Coordinate annotation records:
===============

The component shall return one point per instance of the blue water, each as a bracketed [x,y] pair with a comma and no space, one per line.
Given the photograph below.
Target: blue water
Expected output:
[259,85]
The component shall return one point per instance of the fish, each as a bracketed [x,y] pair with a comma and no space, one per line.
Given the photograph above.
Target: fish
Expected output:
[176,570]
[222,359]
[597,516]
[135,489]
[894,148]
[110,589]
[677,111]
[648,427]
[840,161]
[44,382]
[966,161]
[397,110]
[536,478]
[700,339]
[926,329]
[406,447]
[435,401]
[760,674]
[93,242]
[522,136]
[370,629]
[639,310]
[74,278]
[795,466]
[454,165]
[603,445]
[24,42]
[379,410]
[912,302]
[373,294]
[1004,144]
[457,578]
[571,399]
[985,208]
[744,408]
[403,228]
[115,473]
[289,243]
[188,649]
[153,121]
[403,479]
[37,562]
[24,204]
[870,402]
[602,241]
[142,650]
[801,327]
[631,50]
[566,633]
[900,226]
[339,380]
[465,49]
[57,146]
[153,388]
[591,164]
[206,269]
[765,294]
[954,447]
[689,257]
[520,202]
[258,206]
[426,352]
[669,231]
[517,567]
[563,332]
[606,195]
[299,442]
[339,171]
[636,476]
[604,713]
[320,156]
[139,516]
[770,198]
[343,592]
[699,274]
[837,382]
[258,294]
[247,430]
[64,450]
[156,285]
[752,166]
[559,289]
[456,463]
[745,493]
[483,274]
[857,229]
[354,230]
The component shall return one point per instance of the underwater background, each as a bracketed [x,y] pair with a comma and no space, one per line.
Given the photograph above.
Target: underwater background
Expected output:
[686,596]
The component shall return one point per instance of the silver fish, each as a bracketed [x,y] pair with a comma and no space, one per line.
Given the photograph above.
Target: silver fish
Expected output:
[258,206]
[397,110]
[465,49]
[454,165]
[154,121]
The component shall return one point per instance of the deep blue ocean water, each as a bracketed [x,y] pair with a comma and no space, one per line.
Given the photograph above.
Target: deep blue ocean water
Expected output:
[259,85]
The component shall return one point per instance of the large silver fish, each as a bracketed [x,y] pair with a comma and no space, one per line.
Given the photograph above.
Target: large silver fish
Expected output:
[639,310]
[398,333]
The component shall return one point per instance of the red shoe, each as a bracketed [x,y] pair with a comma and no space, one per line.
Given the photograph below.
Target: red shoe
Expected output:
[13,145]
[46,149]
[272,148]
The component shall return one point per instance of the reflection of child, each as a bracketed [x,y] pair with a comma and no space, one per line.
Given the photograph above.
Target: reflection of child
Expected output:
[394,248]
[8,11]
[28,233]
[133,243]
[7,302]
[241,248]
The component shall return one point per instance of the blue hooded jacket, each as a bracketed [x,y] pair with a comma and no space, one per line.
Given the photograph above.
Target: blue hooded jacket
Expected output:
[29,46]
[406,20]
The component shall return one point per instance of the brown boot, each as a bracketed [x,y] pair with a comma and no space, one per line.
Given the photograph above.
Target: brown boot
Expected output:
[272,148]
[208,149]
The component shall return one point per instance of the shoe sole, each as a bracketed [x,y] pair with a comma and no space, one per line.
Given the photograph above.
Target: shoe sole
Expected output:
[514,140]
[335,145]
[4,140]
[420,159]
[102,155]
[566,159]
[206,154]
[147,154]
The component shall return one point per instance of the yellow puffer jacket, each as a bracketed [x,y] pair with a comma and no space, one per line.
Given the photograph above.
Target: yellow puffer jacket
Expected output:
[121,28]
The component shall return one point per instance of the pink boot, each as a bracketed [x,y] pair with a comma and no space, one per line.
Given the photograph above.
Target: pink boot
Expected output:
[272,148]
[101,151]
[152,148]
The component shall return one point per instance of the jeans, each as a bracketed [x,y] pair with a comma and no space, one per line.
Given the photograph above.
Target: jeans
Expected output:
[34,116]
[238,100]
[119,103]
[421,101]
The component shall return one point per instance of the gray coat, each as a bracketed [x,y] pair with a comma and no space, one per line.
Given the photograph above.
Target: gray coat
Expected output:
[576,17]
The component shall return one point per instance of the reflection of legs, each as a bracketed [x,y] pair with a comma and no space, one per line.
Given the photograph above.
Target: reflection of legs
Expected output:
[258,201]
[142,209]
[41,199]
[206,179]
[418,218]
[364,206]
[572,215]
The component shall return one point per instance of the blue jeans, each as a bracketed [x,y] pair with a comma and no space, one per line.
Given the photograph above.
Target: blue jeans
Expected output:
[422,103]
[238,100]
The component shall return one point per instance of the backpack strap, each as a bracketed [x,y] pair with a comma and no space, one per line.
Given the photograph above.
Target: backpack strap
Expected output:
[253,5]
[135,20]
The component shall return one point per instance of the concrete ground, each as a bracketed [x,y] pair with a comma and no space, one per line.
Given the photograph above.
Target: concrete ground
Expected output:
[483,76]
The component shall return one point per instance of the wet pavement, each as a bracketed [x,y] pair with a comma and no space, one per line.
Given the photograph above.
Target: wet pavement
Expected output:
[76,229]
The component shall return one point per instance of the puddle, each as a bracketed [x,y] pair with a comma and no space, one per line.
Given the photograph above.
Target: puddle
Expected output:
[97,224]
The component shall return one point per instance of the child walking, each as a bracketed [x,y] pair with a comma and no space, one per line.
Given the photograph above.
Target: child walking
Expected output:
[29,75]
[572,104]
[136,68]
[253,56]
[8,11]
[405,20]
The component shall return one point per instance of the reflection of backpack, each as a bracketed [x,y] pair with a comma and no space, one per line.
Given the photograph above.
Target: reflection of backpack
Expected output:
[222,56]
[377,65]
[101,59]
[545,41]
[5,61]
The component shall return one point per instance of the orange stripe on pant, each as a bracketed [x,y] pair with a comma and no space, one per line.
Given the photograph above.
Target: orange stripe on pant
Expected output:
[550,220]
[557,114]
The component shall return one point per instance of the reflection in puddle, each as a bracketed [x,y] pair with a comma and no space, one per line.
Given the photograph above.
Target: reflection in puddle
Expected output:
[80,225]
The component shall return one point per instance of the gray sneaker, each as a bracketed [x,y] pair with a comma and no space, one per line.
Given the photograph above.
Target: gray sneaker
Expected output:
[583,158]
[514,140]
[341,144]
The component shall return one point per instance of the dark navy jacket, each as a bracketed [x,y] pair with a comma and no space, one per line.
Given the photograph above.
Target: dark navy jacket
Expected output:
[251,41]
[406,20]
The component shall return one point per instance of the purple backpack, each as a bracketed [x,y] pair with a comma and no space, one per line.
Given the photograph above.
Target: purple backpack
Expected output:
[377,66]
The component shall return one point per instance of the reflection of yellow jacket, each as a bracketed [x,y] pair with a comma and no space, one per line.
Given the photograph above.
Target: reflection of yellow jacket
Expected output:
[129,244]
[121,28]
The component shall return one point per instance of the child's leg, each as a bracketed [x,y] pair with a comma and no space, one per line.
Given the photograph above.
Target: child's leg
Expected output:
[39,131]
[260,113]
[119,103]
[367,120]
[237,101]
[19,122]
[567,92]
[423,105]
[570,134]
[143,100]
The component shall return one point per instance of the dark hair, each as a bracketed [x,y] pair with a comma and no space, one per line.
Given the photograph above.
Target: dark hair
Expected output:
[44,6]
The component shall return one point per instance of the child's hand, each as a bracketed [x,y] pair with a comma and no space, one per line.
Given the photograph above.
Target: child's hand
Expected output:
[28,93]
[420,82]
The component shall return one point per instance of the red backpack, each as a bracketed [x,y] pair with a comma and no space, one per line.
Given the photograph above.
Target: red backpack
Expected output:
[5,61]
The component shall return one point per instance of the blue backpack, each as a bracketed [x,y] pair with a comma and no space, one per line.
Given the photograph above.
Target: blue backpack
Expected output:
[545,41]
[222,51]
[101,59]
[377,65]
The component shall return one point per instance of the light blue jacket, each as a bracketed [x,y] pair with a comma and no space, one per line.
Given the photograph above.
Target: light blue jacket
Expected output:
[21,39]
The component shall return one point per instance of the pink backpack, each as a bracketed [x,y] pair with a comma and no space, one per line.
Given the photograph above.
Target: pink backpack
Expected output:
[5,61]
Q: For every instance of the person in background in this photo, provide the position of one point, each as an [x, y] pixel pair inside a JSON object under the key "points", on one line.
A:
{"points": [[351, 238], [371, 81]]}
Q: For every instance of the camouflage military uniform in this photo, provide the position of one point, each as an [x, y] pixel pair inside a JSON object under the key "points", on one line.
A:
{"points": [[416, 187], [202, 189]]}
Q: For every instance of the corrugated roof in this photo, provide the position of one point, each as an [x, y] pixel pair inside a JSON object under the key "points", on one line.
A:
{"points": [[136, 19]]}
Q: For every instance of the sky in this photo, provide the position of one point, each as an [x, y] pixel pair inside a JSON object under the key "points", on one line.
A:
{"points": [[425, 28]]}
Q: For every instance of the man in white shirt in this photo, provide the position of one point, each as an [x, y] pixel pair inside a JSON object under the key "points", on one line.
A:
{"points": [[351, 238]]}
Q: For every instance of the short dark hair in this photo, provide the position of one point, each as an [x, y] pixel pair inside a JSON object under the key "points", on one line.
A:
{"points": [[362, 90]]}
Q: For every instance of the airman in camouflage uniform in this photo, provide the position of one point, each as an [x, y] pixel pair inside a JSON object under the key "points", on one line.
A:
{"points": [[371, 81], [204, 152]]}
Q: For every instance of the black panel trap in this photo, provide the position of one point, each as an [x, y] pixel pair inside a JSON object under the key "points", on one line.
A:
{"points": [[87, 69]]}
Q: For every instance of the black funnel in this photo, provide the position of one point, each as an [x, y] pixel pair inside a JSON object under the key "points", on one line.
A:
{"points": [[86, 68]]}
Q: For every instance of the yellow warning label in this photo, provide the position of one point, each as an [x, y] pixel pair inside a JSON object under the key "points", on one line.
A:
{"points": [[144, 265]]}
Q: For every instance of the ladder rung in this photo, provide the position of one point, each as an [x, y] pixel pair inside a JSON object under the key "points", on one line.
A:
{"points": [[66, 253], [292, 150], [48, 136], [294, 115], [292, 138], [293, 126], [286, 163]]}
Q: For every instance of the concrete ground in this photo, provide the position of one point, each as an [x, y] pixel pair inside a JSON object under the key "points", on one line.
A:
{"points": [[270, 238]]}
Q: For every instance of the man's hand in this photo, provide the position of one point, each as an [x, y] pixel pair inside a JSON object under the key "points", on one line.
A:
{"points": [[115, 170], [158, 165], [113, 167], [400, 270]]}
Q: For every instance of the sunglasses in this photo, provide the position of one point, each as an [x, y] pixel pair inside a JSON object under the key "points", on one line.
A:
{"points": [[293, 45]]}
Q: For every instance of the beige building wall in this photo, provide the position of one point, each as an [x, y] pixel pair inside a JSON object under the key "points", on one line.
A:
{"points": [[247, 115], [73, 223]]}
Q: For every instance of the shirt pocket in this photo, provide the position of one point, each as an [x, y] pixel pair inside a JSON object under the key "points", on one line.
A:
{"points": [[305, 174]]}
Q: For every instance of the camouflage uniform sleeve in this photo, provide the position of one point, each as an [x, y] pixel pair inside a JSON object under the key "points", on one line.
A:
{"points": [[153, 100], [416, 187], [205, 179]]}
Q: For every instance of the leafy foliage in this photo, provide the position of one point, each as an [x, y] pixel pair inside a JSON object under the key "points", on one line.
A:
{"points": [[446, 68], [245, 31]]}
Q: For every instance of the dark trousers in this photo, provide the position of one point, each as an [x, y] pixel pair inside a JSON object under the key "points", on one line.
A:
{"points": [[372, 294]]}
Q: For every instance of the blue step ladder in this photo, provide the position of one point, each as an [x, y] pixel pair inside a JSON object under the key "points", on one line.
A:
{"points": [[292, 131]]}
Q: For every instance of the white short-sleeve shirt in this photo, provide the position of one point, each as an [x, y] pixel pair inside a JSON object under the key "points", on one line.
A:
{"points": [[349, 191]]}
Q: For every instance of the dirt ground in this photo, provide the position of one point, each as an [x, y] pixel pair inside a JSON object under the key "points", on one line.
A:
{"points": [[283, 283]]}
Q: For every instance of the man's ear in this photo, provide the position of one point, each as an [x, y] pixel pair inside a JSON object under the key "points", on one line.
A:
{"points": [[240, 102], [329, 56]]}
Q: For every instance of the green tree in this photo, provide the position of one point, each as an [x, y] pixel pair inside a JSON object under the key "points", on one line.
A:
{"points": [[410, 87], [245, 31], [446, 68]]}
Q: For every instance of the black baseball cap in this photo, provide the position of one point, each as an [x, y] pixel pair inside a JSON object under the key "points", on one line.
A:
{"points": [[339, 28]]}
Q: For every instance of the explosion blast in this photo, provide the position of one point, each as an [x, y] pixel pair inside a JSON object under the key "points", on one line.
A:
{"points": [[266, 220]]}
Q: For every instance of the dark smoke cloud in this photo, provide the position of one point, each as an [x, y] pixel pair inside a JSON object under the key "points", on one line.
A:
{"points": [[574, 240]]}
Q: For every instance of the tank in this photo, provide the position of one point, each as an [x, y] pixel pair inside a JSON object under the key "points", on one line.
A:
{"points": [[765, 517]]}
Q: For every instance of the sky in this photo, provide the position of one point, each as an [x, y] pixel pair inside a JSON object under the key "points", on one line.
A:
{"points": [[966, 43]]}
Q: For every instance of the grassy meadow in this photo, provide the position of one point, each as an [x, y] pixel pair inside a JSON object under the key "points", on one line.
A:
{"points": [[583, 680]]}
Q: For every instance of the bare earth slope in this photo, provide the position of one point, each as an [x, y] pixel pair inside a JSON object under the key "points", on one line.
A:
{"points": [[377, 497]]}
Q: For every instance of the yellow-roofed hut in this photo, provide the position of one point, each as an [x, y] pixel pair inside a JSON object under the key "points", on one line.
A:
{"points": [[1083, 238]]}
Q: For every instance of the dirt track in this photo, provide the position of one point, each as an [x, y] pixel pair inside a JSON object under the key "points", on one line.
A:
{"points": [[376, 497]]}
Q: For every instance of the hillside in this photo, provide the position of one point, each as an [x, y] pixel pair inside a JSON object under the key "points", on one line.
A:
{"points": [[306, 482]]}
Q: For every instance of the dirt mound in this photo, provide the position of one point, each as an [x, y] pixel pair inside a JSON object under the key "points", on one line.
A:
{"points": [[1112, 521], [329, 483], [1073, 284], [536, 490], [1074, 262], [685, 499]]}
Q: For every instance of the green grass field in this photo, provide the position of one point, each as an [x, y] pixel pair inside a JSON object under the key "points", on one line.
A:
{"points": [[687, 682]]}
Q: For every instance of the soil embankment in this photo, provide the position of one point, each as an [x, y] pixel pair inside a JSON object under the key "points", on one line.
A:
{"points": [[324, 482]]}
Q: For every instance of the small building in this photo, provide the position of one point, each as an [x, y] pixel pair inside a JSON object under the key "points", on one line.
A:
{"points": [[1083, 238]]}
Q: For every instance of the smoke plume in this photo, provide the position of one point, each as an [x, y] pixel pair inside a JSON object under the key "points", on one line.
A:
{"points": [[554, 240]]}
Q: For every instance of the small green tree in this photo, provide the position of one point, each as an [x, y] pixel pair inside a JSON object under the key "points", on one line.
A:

===============

Do this:
Repeat the lines word for word, starting at the line that contains "Q: For every instance of the smoke" and ending at the last line.

Output for this exercise:
Q: For every instance of the smoke plume in this photo, provide the position of one point, each as an [x, y] pixel pair inside a JSON object under the key "points", on one line.
A:
{"points": [[554, 240]]}
Q: For every instance of the small green tree in this photo, provide the position of one point, each as an [x, y] pixel pair inside a JSON object under the key "points", on one line.
A:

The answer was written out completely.